What this task involves » Reproduce the listing below unchanged, from the line containing "Verify: does the image above include any partial" down to the line containing "[786,337,1015,392]", with both of those lines included.

Rows of box annotation data:
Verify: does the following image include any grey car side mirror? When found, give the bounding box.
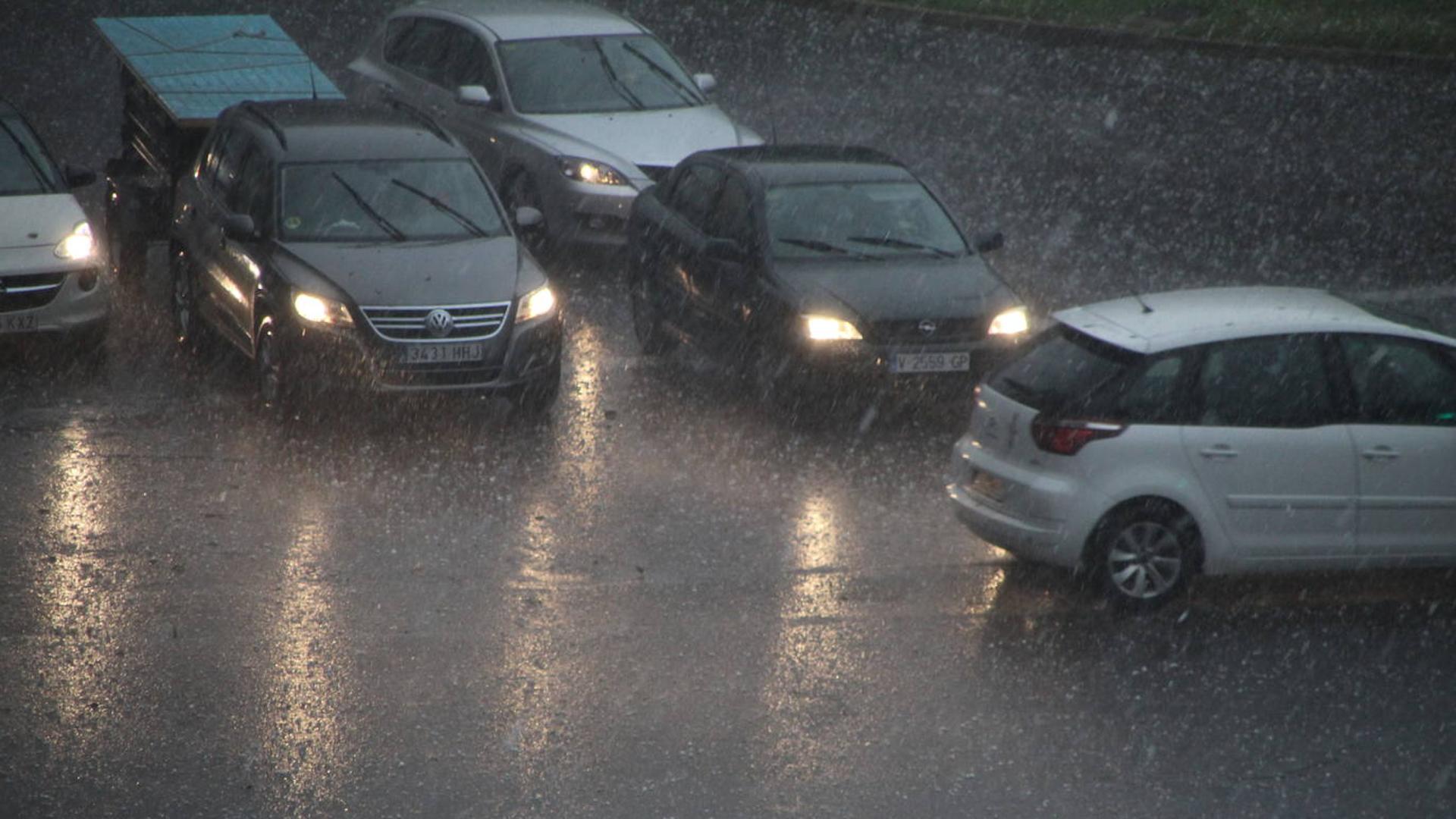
[456,86,495,108]
[223,213,258,242]
[61,165,96,188]
[973,231,1006,253]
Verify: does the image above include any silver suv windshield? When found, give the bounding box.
[764,182,967,259]
[278,158,508,242]
[0,117,64,196]
[495,35,706,114]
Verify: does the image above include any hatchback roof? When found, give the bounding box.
[234,99,469,162]
[1053,287,1450,353]
[396,0,644,39]
[692,144,915,185]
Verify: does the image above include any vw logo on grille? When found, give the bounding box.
[425,307,454,338]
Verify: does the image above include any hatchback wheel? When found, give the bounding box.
[632,275,677,356]
[169,249,202,351]
[1094,501,1198,607]
[253,319,290,416]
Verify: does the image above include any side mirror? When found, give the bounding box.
[516,206,546,229]
[61,165,96,188]
[223,213,258,242]
[971,231,1006,253]
[703,239,748,265]
[456,86,498,108]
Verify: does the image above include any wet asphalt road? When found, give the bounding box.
[0,2,1456,817]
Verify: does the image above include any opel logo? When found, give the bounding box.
[425,307,454,338]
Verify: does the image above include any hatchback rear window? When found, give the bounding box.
[987,325,1144,413]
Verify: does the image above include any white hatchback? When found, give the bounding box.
[0,101,109,344]
[946,287,1456,605]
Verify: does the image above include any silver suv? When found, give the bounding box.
[345,0,763,248]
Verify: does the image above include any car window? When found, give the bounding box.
[0,117,65,196]
[226,147,272,231]
[764,180,967,258]
[704,177,753,248]
[987,325,1146,413]
[280,158,508,242]
[1339,335,1456,425]
[1198,335,1335,427]
[384,17,456,86]
[495,35,706,114]
[668,163,723,228]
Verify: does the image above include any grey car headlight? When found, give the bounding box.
[556,156,628,185]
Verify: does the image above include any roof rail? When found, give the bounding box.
[237,99,288,150]
[389,99,456,146]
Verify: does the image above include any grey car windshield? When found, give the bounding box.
[278,158,507,242]
[0,117,61,196]
[764,180,967,258]
[495,35,706,114]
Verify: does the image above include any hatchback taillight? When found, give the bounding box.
[1031,416,1127,455]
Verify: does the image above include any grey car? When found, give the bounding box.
[344,0,763,248]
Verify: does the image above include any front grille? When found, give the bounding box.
[359,302,511,341]
[638,165,673,184]
[871,318,990,344]
[0,272,65,313]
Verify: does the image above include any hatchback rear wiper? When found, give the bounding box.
[847,236,961,259]
[331,171,405,242]
[389,177,489,236]
[774,236,883,259]
[622,42,706,105]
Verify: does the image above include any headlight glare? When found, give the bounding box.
[516,287,556,322]
[804,316,864,341]
[986,307,1029,335]
[55,221,96,261]
[560,156,628,185]
[293,293,354,326]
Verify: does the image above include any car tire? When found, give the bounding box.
[630,275,677,356]
[1090,498,1201,609]
[253,318,293,419]
[511,364,560,421]
[500,171,552,258]
[168,248,207,353]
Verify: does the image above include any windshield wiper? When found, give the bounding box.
[592,39,646,111]
[847,236,961,259]
[331,171,405,242]
[389,177,491,237]
[622,42,706,105]
[774,236,883,259]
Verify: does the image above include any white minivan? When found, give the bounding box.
[0,101,109,347]
[946,287,1456,605]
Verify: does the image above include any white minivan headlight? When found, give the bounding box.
[55,221,96,261]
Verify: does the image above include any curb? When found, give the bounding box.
[770,0,1456,73]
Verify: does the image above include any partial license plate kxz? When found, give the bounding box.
[890,351,971,373]
[0,313,36,332]
[399,341,485,364]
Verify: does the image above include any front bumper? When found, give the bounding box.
[0,262,111,340]
[284,310,563,392]
[786,337,1015,392]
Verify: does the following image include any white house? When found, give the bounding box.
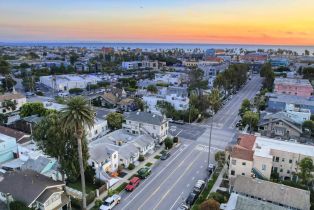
[88,143,119,176]
[0,91,26,114]
[39,74,101,91]
[122,112,169,143]
[86,118,108,141]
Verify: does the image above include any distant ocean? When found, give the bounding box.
[0,42,314,54]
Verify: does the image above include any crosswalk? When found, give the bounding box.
[194,144,223,152]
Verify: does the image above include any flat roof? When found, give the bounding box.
[253,136,314,158]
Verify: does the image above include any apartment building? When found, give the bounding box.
[229,135,314,180]
[122,112,169,143]
[274,78,313,97]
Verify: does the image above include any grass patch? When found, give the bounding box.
[191,171,220,210]
[67,180,97,194]
[154,155,161,160]
[145,162,153,167]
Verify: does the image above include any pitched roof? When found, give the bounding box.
[233,176,311,210]
[230,135,256,161]
[0,170,64,206]
[0,125,29,143]
[0,93,25,102]
[125,112,166,125]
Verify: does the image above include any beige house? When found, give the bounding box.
[229,135,314,181]
[0,91,26,114]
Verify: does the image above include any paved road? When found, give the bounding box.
[116,76,261,210]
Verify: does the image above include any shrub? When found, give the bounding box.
[138,155,145,162]
[128,163,135,170]
[173,136,179,143]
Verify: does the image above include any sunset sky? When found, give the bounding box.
[0,0,314,45]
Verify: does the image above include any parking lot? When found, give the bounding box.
[169,123,206,140]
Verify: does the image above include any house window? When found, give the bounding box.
[275,157,279,162]
[231,170,235,176]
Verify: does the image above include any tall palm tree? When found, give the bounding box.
[61,96,95,210]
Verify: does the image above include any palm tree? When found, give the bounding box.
[61,96,95,210]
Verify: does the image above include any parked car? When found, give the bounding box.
[99,194,121,210]
[193,180,205,196]
[160,152,170,160]
[137,167,152,179]
[125,176,141,192]
[177,203,190,210]
[185,192,197,206]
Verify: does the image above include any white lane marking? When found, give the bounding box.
[129,145,193,209]
[153,153,201,210]
[169,192,183,210]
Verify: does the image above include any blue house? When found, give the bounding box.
[0,133,17,163]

Output »
Verify: does the image above include any partial license plate kxz? When found, give the bounding box.
[890,351,971,373]
[0,313,36,332]
[399,341,485,364]
Verify: does the image above include any front bumper? When found, give the bounding box.
[0,262,111,340]
[284,310,563,392]
[786,337,1015,392]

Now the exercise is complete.